Work to be completed: Down to the final line, reproduce the entries that follow exactly.

========

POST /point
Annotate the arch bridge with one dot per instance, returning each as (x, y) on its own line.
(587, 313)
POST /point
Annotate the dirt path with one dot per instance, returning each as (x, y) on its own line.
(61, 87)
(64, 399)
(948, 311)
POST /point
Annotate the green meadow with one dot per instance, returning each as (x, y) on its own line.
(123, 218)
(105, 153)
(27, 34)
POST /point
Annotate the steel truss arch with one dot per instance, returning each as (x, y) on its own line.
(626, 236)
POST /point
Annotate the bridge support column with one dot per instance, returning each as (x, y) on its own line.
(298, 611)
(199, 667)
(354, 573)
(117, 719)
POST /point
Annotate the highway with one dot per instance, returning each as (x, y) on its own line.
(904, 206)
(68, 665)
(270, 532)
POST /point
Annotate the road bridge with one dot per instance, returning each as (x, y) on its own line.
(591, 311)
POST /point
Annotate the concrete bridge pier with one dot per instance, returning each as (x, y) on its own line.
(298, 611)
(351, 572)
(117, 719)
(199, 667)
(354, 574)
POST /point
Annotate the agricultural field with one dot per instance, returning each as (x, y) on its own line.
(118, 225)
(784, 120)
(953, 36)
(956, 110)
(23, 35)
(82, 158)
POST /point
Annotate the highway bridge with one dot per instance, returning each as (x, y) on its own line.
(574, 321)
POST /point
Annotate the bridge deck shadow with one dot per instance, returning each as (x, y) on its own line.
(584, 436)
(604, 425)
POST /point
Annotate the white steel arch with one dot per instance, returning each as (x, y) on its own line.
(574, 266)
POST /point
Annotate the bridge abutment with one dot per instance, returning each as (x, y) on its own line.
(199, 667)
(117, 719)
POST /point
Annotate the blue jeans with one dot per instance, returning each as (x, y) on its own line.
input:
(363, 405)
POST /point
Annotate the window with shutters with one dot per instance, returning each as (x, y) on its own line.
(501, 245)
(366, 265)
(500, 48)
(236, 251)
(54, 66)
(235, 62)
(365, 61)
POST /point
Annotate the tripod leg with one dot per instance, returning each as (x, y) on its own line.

========

Expected answer:
POST /point
Annotate the arch bridge with one dot per instance, returning each as (x, y) on its own line.
(587, 313)
POST /point
Annotate the dirt path with one dot per instance, returning each as (x, y) on its own line.
(61, 87)
(64, 399)
(948, 311)
POST /point
Annotate the green meadow with one dot per instance, returning each as (x, y) on its own line.
(123, 218)
(105, 153)
(27, 34)
POST /point
Annotate the steel truss arch with one dot per instance, returning each as (x, y) on its own line.
(626, 236)
POST /point
Annotate the bridge support column with one dot per instance, returning each as (x, y) on its own line.
(298, 611)
(199, 667)
(354, 573)
(117, 719)
POST /point
Annotate the highway with one dot per instance, returning each as (x, y) on its own line.
(904, 206)
(68, 665)
(270, 532)
POST /point
Annotate the road bridge with one dot per instance, returning each as (x, y) on its own line.
(591, 311)
POST /point
Annotate the concrete bridge pier with one dot per instance, returning each as (x, y) on its own line.
(298, 611)
(351, 572)
(117, 719)
(199, 667)
(354, 574)
POST /point
Annotate the agricultural field with one dot per instance, returning each as (x, y) on its own line.
(118, 225)
(784, 120)
(953, 36)
(956, 110)
(23, 35)
(82, 158)
POST /point
Annotate the highway bridge with one dot per instance, returning each as (x, y) on its own line.
(574, 321)
POST /point
Annotate the bridge deck shadow with one dot per instance, returning each as (x, y) on its own line.
(584, 436)
(604, 425)
POST /point
Annotate the white steel arch with one dot per instance, returning each as (x, y) on its own line.
(574, 266)
POST /point
Annotate the bridge abutment with one dot per instance, returning each as (x, y) on its own line.
(199, 667)
(117, 719)
POST /point
Annotate the blue jeans with one dot per instance, returning each as (x, y) on its own line.
input:
(363, 405)
POST /point
Annotate the window with shutters with one dot per instance, returning each as (x, y) on its own line.
(501, 245)
(366, 265)
(500, 48)
(236, 251)
(54, 66)
(235, 62)
(365, 61)
POST /point
Annotate the tripod leg with one dot per instance, returning each as (x, y) on its own line.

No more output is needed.